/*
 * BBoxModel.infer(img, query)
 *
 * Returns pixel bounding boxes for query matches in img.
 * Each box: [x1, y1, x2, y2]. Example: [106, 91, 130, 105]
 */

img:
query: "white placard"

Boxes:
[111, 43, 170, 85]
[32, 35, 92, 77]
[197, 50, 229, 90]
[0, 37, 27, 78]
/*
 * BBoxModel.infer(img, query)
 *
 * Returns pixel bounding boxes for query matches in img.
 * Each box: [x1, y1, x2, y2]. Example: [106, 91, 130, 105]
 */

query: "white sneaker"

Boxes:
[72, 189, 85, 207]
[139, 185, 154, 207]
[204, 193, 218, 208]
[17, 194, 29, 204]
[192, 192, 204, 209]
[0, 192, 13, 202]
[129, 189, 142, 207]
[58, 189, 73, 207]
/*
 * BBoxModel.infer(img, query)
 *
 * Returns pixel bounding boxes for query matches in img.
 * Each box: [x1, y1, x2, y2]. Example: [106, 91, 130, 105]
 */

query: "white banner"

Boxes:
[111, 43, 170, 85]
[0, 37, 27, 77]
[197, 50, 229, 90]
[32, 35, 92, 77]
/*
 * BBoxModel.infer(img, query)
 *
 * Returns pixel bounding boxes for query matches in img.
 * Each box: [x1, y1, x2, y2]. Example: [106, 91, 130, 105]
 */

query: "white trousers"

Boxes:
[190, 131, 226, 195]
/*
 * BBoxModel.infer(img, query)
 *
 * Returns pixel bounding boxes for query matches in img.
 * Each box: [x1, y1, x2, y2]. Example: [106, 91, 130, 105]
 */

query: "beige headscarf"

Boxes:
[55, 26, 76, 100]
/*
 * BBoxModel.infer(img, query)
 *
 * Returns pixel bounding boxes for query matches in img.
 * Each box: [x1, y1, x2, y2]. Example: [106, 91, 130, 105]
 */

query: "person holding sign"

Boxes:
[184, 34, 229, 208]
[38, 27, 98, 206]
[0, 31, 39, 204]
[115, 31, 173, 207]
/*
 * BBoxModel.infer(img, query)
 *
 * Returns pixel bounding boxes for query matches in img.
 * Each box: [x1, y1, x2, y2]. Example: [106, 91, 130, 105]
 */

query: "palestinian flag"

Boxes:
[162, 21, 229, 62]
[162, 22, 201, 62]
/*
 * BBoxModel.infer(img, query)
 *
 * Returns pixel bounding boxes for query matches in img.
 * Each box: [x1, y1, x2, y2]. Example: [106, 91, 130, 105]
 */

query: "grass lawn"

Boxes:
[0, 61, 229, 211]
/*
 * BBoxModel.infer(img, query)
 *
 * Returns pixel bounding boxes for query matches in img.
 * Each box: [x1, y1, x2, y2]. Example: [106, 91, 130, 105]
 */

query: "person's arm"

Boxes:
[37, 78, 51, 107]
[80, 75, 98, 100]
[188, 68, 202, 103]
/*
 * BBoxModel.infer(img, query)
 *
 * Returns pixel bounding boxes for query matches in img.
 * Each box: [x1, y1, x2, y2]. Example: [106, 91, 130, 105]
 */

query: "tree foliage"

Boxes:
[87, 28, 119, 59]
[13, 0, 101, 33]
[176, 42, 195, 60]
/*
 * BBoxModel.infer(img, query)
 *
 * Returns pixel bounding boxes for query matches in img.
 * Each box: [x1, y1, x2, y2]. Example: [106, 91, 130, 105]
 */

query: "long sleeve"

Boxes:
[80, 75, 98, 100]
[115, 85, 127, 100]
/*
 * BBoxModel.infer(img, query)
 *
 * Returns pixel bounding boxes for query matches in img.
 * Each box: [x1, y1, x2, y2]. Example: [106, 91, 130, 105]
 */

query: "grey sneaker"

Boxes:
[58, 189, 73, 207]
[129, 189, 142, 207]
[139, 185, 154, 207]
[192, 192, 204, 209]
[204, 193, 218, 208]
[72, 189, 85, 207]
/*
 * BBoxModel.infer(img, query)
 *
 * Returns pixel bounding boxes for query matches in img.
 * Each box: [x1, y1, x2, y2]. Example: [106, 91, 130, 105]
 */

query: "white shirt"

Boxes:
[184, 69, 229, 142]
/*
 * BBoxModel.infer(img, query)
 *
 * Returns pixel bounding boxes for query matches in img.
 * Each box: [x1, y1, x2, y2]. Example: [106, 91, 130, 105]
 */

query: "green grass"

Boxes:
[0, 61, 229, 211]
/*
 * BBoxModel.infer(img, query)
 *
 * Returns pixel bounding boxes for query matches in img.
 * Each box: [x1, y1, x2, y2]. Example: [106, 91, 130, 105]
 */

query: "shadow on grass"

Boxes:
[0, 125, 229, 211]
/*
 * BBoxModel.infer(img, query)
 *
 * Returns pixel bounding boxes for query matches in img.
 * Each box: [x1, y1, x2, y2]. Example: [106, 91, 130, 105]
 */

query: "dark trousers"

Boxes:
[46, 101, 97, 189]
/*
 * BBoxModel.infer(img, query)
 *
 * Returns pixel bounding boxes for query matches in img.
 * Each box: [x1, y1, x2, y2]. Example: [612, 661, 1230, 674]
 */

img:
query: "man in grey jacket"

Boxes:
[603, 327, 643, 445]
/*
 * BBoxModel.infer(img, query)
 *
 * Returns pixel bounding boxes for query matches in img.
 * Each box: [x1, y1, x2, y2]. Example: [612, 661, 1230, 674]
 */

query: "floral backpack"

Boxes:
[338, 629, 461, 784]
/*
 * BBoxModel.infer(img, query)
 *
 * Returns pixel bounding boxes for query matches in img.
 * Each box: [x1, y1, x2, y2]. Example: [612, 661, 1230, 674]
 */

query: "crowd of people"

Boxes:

========================================

What is being asked:
The records above should be repeated in full, exactly as given.

Result of the task:
/*
 * BBoxModel.infer(img, query)
 *
 * Returns pixel bounding boxes for query matches in img.
 * Each box: [x1, y1, x2, y2]. Example: [106, 91, 130, 105]
 */

img:
query: "white placard"

Boxes:
[111, 43, 170, 85]
[32, 35, 92, 77]
[197, 50, 229, 90]
[0, 37, 27, 78]
/*
 * BBoxModel.infer(img, query)
 *
 * Returns pixel bounding boxes for query matches in img.
 * Each box: [x1, y1, x2, y2]. Example: [106, 91, 130, 105]
 */

query: "white sneaker"

Boxes:
[72, 189, 85, 207]
[139, 185, 154, 207]
[204, 193, 218, 208]
[17, 194, 29, 204]
[192, 192, 204, 209]
[0, 192, 13, 202]
[129, 189, 142, 207]
[58, 189, 73, 207]
/*
 * BBoxModel.infer(img, query)
 *
 * Returns pixel bounding boxes for query matches in img.
 * Each box: [x1, y1, x2, y2]. Example: [106, 91, 130, 105]
 */

query: "white banner"

Boxes:
[111, 43, 170, 85]
[0, 37, 27, 77]
[197, 50, 229, 90]
[32, 35, 92, 77]
/*
 * BBoxModel.infer(img, query)
 *
 * Returns pixel bounding boxes for query matches in img.
 * Each box: [x1, y1, x2, y2]. Example: [106, 91, 130, 105]
 */

query: "white trousers"

Boxes:
[190, 131, 226, 195]
/*
 * BBoxModel.infer(img, query)
 *
 * Returns pixel bounding boxes for query matches in img.
 * Each box: [x1, y1, x2, y2]. Example: [106, 91, 130, 105]
 */

query: "beige headscarf"

Boxes:
[55, 26, 76, 100]
/*
 * BBoxModel.infer(img, query)
 *
 * Returns pixel bounding boxes for query matches in img.
 * Each box: [x1, y1, x2, y2]. Example: [106, 91, 130, 105]
 */

query: "person holding sign"

Boxes:
[184, 34, 229, 208]
[38, 27, 98, 206]
[0, 31, 39, 204]
[115, 31, 173, 207]
/*
 * BBoxModel.infer(img, query)
 *
 * Returns pixel bounding boxes for query matches in img.
 * Each box: [x1, y1, x2, y2]. Example: [106, 91, 130, 105]
 */

query: "palestinian flag"

Boxes:
[162, 21, 229, 62]
[162, 22, 201, 62]
/*
 * BBoxModel.infer(img, query)
 *
 * Returns pixel bounding boxes for query matches in img.
 * Each box: [x1, y1, x2, y2]. Example: [106, 91, 130, 105]
 */

query: "grass lawn"

Boxes:
[0, 61, 229, 211]
/*
 * BBoxModel.infer(img, query)
 *
 * Returns pixel bounding boxes for query matches in img.
 * Each box: [x1, y1, x2, y2]. Example: [106, 91, 130, 105]
 */

query: "person's arm"

Boxes:
[37, 78, 51, 107]
[80, 75, 98, 100]
[188, 68, 202, 103]
/*
 * BBoxModel.infer(img, query)
 *
 * Returns pixel bounding boxes for query matches in img.
 * Each box: [x1, y1, x2, y2]. Example: [106, 91, 130, 105]
 */

query: "tree foliage"

Boxes:
[87, 28, 119, 59]
[13, 0, 101, 33]
[176, 42, 195, 60]
/*
 * BBoxModel.infer(img, query)
 *
 * Returns pixel bounding boxes for query matches in img.
 * Each box: [x1, y1, x2, y2]. Example: [106, 91, 130, 105]
 */

query: "long sleeve"

Boxes:
[80, 75, 98, 100]
[115, 85, 127, 100]
/*
 * BBoxModel.infer(img, query)
 *
 * Returns pixel bounding boxes for query matches in img.
 * Each box: [x1, y1, x2, y2]. Example: [106, 91, 130, 105]
 */

query: "grey sneaker"

Boxes:
[58, 189, 73, 207]
[129, 189, 142, 207]
[139, 185, 154, 207]
[192, 192, 204, 209]
[204, 193, 218, 208]
[72, 189, 85, 207]
/*
 * BBoxModel.infer(img, query)
 *
 * Returns pixel bounding boxes for query matches in img.
 * Each box: [x1, y1, x2, y2]. Example: [106, 91, 130, 105]
 */

query: "white shirt"

Boxes:
[184, 69, 229, 142]
/*
 * BBoxModel.infer(img, query)
 *
 * Returns pixel bounding boxes for query matches in img.
 * Each box: [x1, y1, x2, y2]. Example: [106, 91, 130, 105]
 */

query: "green grass"

Boxes:
[0, 61, 229, 211]
/*
 * BBoxModel.infer(img, query)
 *
 * Returns pixel bounding boxes for query matches in img.
 * Each box: [x1, y1, x2, y2]. Example: [106, 91, 130, 105]
 */

query: "shadow on grass"

Boxes:
[0, 125, 229, 211]
/*
 * BBoxModel.infer(img, query)
 *
 * Returns pixel bounding boxes for query matches in img.
 * Each box: [x1, y1, x2, y2]. Example: [106, 91, 130, 105]
 */

query: "dark trousers"

Boxes:
[46, 101, 97, 189]
/*
 * BBoxModel.infer(img, query)
 *
 * Returns pixel bounding boxes for query matches in img.
 * Each box: [x1, y1, x2, y2]. Example: [612, 661, 1230, 674]
 */

img:
query: "man in grey jacket"

Boxes:
[603, 327, 643, 445]
/*
 * BBoxModel.infer(img, query)
 *
 * Returns pixel bounding boxes for query matches in img.
 * Each box: [x1, y1, x2, y2]. Example: [612, 661, 1230, 674]
 */

query: "floral backpack"

Boxes:
[338, 629, 461, 784]
/*
 * BBoxModel.infer(img, query)
 *
 * Returns pixel bounding boxes for query matches in img.
 * Each box: [x1, y1, x2, y2]. Example: [612, 661, 1230, 674]
 */

query: "crowd of people"

Boxes:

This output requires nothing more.